Textauszug:
┌──

# Kurbellänge?



## Ani (31. Oktober 2009)

Hallo Mädels, was haltet ihr von kürzeren Kurbeln, hat jemand von euch damit Erfahrungen gemacht?
Ich bin zwar ca. 1,68 groß, habe aber leider eine sehr kurze Schrittlänge, daher ist Überstandshöhe für mich auf jeden Fall ein Thema. Bei der Kurbel habe ich momentan eine "ganz normale" Länge, müsste dann 175 sein, oder? Nun habe ich aber gelesen, dass bei kurzen Beinen auch keine küzere Kurbel ratsam sei (klingt ja auch logisch), also 170iger. Jetzt frag ich mich, ob man das wirklich merkt, bzw das bei kurzen Beinen auch vorteilhaft ist, oder ist es eigentlich egal, wer hats schonmal ausprobiert?


----------



## crazyeddie (31. Oktober 2009)

hier ein bisschen lesestoff: http://www.customcranks.de/de/kurbellaenge.html

ich will am neuen bike auch mal eine 170er kurbel probieren. meine größe/schrittlänge: 172,5/79,5.

worauf ich noch achten würde, ist der sogenannte q-faktor (außenabstand der kurbelarme). die deore xt baut zum beispiel mit 180mm sehr breit, was bei menschen mit kurzen beinen zu einer sitzposition führt, die spontan an john wayne erinnert. die xtr liegt mit 168mm im normalen rahmen der aktuellen kurbelgeneration mit integrierter welle, sehr schmal wird die neue sram xx 2fach mit 156mm. am schmalsten geht es sicherlich mit einer alten vierkantkurbel mit sehr kurzem innenlager.


----------



## MTB-News.de




----------



## Pfadfinderin (31. Oktober 2009)

└──

Bereitgestellte Auflistung:
┌──

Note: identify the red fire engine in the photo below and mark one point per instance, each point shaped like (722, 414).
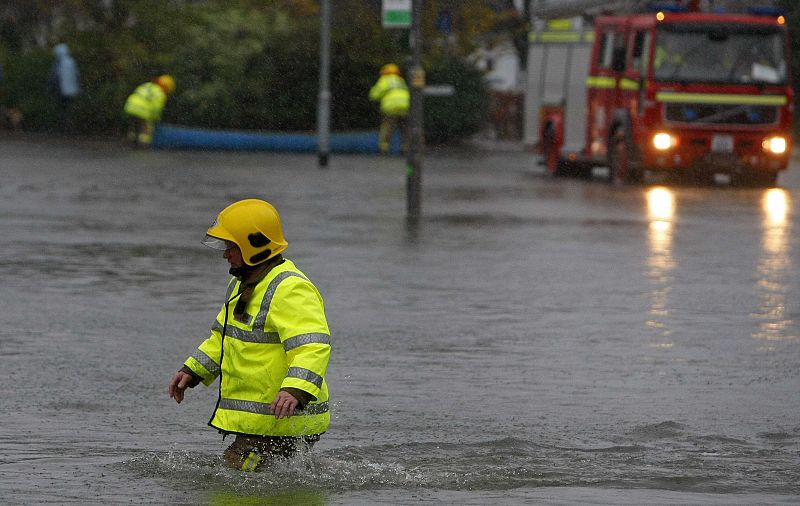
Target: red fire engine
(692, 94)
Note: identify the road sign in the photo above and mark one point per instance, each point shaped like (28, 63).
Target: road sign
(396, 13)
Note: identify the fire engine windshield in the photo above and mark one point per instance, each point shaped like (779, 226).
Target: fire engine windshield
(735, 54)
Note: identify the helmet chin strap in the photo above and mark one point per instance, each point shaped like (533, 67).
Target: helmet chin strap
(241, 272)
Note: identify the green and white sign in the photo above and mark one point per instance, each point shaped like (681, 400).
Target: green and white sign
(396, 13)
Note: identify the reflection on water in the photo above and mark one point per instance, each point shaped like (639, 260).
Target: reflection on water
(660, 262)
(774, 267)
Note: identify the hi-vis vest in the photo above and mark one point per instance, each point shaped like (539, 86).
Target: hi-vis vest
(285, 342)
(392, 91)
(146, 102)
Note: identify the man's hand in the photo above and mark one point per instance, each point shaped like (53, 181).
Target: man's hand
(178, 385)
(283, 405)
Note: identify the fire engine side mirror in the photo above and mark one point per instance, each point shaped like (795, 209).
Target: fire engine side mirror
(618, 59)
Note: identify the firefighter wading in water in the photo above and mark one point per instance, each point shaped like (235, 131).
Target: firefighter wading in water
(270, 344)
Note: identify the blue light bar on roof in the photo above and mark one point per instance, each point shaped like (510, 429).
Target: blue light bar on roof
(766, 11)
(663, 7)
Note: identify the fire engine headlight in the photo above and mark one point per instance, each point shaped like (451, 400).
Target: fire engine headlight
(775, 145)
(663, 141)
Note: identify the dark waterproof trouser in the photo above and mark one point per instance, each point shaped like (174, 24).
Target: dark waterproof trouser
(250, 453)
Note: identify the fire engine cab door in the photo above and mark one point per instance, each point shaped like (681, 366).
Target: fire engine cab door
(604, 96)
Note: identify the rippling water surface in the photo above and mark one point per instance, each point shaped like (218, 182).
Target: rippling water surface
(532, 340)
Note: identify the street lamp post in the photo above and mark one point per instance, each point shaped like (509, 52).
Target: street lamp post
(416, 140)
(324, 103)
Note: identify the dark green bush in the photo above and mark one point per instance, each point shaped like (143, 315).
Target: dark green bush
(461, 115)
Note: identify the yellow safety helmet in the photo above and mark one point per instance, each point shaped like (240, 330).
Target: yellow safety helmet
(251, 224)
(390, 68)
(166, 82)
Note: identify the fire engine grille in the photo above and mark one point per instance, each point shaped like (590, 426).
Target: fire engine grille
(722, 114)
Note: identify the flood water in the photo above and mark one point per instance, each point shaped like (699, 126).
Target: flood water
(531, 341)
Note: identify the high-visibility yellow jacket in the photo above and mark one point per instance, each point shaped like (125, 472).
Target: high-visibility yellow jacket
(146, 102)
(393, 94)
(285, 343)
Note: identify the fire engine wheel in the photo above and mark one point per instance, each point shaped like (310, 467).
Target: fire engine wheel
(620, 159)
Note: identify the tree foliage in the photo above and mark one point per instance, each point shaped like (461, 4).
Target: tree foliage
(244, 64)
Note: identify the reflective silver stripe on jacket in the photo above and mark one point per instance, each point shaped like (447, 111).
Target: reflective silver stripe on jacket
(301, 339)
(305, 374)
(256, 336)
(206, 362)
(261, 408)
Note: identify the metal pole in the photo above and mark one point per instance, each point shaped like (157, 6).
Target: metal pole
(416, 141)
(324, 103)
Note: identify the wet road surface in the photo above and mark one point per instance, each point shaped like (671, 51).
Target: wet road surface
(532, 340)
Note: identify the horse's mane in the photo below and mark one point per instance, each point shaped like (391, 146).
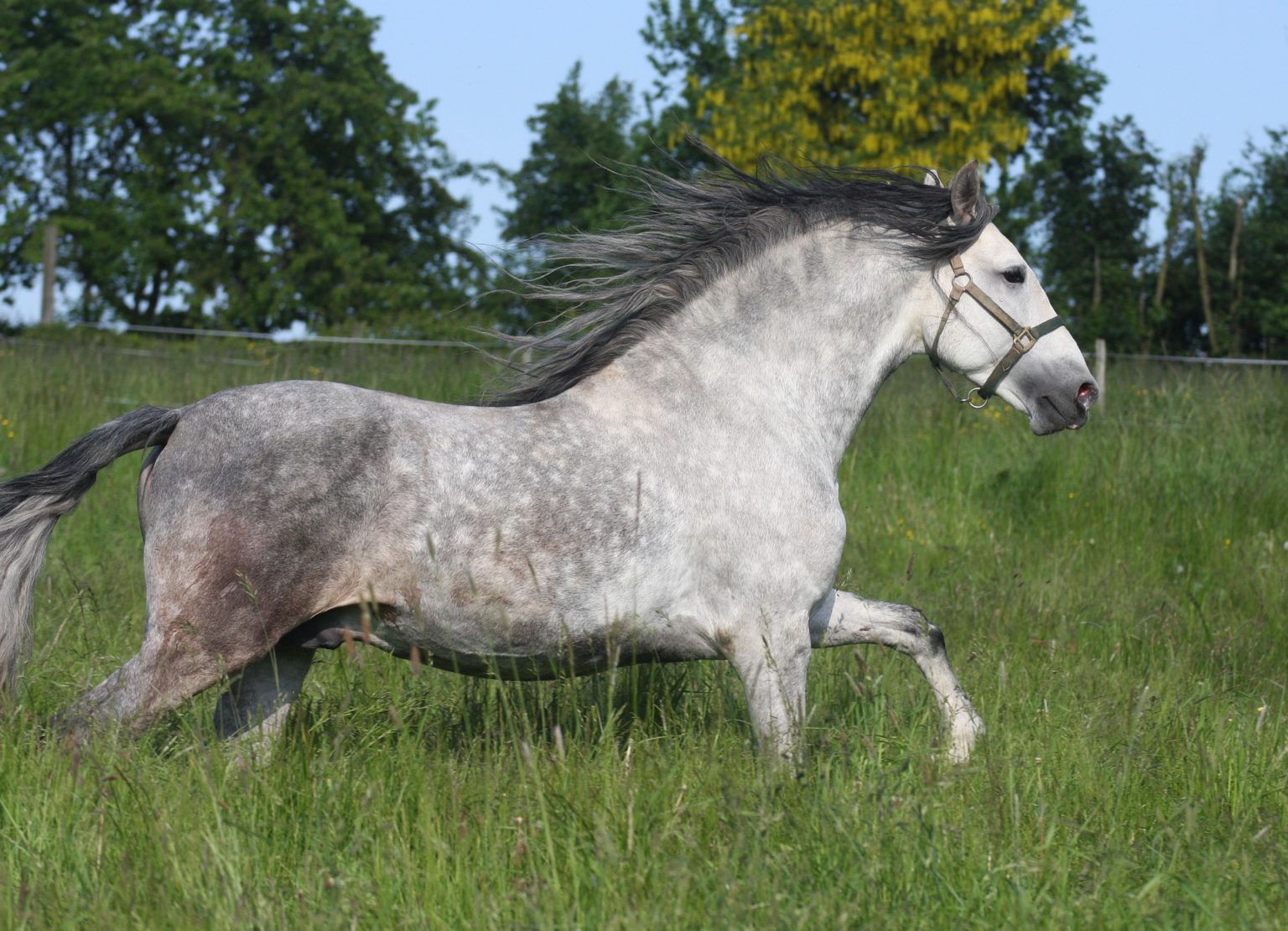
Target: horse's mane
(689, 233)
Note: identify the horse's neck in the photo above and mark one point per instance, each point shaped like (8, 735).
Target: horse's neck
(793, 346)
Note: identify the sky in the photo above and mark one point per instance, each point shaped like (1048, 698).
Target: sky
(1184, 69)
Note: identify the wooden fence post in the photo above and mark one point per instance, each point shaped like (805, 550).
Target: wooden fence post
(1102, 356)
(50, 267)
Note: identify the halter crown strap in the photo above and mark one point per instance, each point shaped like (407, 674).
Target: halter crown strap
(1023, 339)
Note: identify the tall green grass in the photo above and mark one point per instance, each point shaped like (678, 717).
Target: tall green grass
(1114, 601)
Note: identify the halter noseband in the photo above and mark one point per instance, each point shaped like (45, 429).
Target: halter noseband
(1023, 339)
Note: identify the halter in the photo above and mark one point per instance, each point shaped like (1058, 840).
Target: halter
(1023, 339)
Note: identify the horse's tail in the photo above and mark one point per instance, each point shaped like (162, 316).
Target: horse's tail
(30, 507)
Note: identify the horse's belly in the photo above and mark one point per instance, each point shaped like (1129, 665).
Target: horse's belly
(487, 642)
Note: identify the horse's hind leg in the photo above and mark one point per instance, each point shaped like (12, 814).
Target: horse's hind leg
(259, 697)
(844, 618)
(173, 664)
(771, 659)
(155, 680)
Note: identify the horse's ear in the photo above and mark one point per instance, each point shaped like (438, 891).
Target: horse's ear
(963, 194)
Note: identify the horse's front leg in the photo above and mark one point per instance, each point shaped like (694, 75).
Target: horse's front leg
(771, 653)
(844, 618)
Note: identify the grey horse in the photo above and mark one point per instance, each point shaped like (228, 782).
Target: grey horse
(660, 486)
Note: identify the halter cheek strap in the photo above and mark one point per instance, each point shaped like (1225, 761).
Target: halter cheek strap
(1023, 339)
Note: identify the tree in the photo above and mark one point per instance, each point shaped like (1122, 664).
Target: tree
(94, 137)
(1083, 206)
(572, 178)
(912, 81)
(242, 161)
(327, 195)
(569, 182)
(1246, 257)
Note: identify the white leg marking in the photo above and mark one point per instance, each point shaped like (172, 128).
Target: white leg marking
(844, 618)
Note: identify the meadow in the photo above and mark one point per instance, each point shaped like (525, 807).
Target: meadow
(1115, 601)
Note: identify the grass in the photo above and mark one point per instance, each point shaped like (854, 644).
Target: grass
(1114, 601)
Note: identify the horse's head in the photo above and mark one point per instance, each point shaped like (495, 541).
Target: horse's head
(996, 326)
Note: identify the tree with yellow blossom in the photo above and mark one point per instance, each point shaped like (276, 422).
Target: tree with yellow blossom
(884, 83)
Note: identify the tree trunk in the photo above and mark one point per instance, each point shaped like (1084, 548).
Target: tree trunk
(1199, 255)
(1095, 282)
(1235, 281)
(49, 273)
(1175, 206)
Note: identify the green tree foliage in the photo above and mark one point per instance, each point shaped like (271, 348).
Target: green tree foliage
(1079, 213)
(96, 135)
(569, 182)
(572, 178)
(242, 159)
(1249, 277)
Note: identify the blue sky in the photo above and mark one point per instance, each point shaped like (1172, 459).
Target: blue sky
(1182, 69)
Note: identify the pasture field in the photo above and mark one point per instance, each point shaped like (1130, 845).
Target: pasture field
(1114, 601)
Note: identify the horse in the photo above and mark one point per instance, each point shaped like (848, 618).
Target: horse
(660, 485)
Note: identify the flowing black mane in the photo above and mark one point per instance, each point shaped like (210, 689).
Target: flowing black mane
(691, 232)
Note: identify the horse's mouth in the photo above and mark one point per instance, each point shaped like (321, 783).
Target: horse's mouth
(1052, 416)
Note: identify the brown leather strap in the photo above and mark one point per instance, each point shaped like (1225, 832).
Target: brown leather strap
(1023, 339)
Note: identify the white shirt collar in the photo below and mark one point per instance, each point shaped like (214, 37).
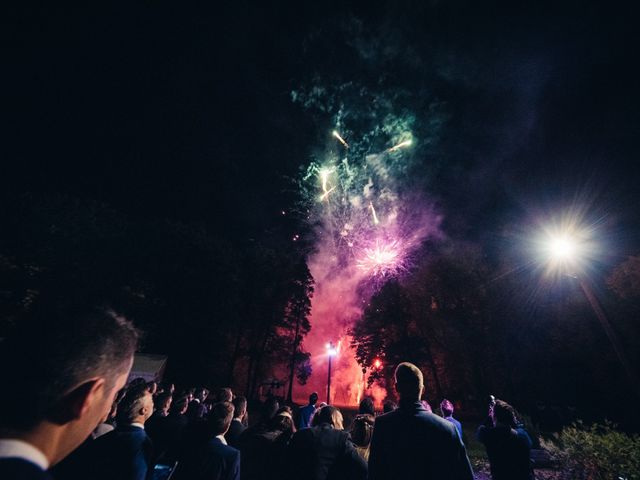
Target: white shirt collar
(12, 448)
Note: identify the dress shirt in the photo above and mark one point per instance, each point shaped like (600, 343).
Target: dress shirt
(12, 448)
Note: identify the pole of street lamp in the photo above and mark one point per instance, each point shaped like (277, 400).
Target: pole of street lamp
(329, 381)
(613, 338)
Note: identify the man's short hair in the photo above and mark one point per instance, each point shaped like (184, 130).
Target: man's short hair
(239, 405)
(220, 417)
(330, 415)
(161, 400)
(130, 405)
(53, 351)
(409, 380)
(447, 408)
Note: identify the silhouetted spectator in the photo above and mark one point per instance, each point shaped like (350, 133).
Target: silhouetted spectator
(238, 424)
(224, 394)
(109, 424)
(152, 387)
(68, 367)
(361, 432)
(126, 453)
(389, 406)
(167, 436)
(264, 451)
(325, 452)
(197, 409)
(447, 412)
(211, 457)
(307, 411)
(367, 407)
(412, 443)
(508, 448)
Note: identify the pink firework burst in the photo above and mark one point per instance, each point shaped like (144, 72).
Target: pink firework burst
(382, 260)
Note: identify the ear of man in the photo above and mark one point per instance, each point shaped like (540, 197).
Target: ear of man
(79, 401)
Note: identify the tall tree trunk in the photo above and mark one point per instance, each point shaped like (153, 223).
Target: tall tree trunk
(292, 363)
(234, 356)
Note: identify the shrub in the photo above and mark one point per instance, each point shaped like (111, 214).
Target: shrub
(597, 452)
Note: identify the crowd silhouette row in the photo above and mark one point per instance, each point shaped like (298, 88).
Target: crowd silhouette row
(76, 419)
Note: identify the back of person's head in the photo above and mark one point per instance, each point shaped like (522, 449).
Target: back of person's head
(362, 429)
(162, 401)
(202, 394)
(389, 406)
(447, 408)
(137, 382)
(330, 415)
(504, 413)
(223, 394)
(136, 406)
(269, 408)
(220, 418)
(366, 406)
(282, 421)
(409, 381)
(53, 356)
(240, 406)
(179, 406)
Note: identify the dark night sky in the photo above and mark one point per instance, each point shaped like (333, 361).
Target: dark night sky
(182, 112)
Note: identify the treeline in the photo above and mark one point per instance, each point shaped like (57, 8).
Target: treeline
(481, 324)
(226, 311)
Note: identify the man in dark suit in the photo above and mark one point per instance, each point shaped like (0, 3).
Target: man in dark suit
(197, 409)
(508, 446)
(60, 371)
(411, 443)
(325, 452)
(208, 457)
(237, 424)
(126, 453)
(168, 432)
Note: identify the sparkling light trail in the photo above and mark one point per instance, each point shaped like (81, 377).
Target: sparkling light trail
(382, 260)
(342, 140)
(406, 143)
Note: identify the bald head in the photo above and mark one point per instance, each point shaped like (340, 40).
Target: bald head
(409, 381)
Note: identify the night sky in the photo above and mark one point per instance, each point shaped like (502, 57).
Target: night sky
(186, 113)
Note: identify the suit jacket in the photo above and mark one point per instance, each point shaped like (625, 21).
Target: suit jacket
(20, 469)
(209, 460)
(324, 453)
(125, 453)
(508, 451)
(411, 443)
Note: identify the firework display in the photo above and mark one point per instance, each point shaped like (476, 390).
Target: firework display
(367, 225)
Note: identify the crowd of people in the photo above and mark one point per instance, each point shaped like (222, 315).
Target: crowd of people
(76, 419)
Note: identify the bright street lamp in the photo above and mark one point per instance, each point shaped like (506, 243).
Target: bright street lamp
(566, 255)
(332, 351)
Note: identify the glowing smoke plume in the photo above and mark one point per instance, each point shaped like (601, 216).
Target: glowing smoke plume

└──

Greif die Forumsdiskussion über die Kurbellänge dort auf, wo sie aufhört, und schreib sie weiter. Die Auflistung ist eigenständiges Material und gehört nicht zur Forumsdiskussion über die Kurbellänge.

Antwort:
Ich hab mir das auch schon mal überlegt, zumal mir ein Bekannter sagte, dass seine Ex-Freundin mit einer kurzen Kurbel plötzlich grad so abgezogen sei. Bin aber trotzdem nicht so ganz überzeugt, weil damit ist auch der Hebel schlechter, den man zur Verfügung hat. Gut, dafür müsste man nicht von so weit oben runtertreten. Außerdem gibt´s die Kurzen halt nie im Sonderangebot :-( Bin jedenfalls weiterhin skeptisch...


----------



## trek 6500 (31. Oktober 2009)

bin 1,70 , schrittlänge 80- fahre normale 175 er länge - ohne probleme . was führt euch zu der annahme , eine kürzere wäre besser ? wo genau sollte der vorteil liegen ? greez , kati


----------



## scylla (31. Oktober 2009)

@ani
wie groß ist denn deine Schrittlänge?

Bei annähernd 80 cm Schrittlänge wie bei crazyeddie halte ich kurze Kurbeln für Unfug, außer man ist extrem untrainiert (ist bei den Leuten hier im Forum wohl eher nicht der Fall  )
Ich habe mir - mit einer Schrittlänge von 82cm- zu Anfängerzeiten, als ich wirklich noch null Ahnung hatte auch mal so ein Ding andrehen lassen. 165cm  Kurbellänge 
Die Begründung des Verkäufers war, dass die meisten Damen so etwas fahren und es ergonomischer sei. Entweder er hatte keine Ahnung und hat nur die Marketing-Parolen der Konzerne weitergegeben, oder er wollte einfach ein überteuertes Lady Produkt an die Frau bringen. Ich habe allerdings ziemlich schnell gemerkt, dass so was nicht taugt. Die Kraftübertragung ist durch den kleinen Hebel einfach nicht gegeben. Also ist die sündteure Lady-Kurbel auch gleich wieder rausgeflogen...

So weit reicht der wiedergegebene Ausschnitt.